§ EXERCISE BRIEF:
Extract all of the entries and give them again, word for word.

*** Opening MATERIAL SHOWN ***

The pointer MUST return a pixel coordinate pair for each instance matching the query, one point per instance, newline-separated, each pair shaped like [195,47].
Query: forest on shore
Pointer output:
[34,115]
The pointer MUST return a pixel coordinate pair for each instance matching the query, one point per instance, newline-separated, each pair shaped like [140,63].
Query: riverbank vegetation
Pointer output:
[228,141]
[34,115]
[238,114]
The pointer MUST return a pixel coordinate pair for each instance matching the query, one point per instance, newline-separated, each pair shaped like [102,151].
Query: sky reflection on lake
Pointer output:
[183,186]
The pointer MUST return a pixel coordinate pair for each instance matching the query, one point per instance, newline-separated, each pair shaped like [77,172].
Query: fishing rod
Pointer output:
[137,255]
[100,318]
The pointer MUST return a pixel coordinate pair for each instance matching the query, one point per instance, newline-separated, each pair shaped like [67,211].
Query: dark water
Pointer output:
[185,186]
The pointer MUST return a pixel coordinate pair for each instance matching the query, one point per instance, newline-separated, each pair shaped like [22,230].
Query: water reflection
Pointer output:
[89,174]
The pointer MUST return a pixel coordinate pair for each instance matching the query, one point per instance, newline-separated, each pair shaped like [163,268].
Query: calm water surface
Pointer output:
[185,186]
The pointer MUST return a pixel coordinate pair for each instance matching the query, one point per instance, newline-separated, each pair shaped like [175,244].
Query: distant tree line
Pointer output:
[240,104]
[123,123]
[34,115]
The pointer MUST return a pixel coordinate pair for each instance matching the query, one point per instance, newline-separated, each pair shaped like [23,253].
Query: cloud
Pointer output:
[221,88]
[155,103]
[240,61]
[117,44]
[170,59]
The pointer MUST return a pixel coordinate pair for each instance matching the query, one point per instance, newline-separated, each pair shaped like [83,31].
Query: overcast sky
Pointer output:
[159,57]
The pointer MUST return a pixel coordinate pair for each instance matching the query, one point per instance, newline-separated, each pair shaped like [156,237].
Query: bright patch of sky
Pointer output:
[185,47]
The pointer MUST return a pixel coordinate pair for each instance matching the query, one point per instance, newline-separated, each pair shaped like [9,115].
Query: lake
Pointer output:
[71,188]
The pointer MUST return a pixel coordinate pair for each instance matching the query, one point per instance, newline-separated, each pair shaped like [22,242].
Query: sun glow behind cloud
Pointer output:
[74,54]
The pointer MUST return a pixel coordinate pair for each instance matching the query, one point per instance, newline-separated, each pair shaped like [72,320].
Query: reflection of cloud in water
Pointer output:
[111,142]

*** Closing MATERIAL SHOWN ***

§ SOLUTION:
The pointer MUST return a pixel coordinate pair for each instance matching the query, one point per instance, newline-separated, each pair shaped like [195,47].
Query: forest on shore
Pointer output:
[34,115]
The pointer MUST return a pixel coordinate pair for each instance matching the query, one point per instance, newline-separated, each pair shaped like [140,63].
Query: riverbank vegetation
Pointer output:
[228,141]
[34,115]
[238,114]
The pointer MUST return a pixel coordinate pair for each instance matching the query, one point per instance, newline-separated, each pair shaped like [102,151].
Query: sky reflection on lake
Pointer output:
[183,186]
The pointer MUST return a pixel coordinate pair for each instance matching the query, one point per instance, newline-separated, each pair shaped like [77,172].
Query: fishing rod
Pointer output:
[137,255]
[100,318]
The pointer MUST return a pixel coordinate pair for each instance matching the query, one point per instance, newline-separated, each pair shaped like [67,211].
Query: dark water
Pointer output:
[185,186]
The pointer MUST return a pixel coordinate pair for each instance matching the query, one point per instance, newline-separated, each pair shaped like [22,230].
Query: water reflection
Pointer output:
[89,174]
The pointer MUST return a pixel coordinate pair for each instance matching the query, one point per instance, newline-separated, each pair shaped like [163,268].
Query: calm water surface
Pointer output:
[185,186]
The pointer MUST return a pixel coordinate pair for each instance matching the query, one point per instance, newline-separated, each pair shaped like [175,244].
Query: distant tree line
Pointer output:
[240,104]
[123,123]
[34,115]
The pointer MUST return a pixel coordinate pair for each instance matching the query, one point per instance, newline-separated, each pair shaped like [23,253].
Query: cloud
Pointer output:
[221,88]
[155,103]
[240,61]
[117,44]
[170,59]
The pointer MUST return a pixel coordinate pair for each instance matching the query, one point per instance, newline-separated, each pair shaped like [83,31].
Query: overcast sky
Pointer output:
[159,57]
The pointer MUST return a pixel coordinate pair for each instance matching the query, one point per instance, newline-separated, each pair shaped like [156,237].
Query: bright patch of sky
Pointer output:
[185,47]
The pointer MUST return a pixel coordinate pair for each instance matching the query, one point per instance, newline-separated, each pair shaped like [9,115].
Query: lake
Pointer output:
[71,188]
The pointer MUST return a pixel coordinate pair for each instance matching the query, one point per instance, newline-separated, each pair shaped like [22,242].
Query: sun glow behind cloud
Pointer output:
[74,54]
The pointer MUST return a pixel coordinate pair for each instance matching the query, one point per instance, newline-separated, each pair shaped like [72,320].
Query: reflection of cloud in water
Pointer output:
[111,142]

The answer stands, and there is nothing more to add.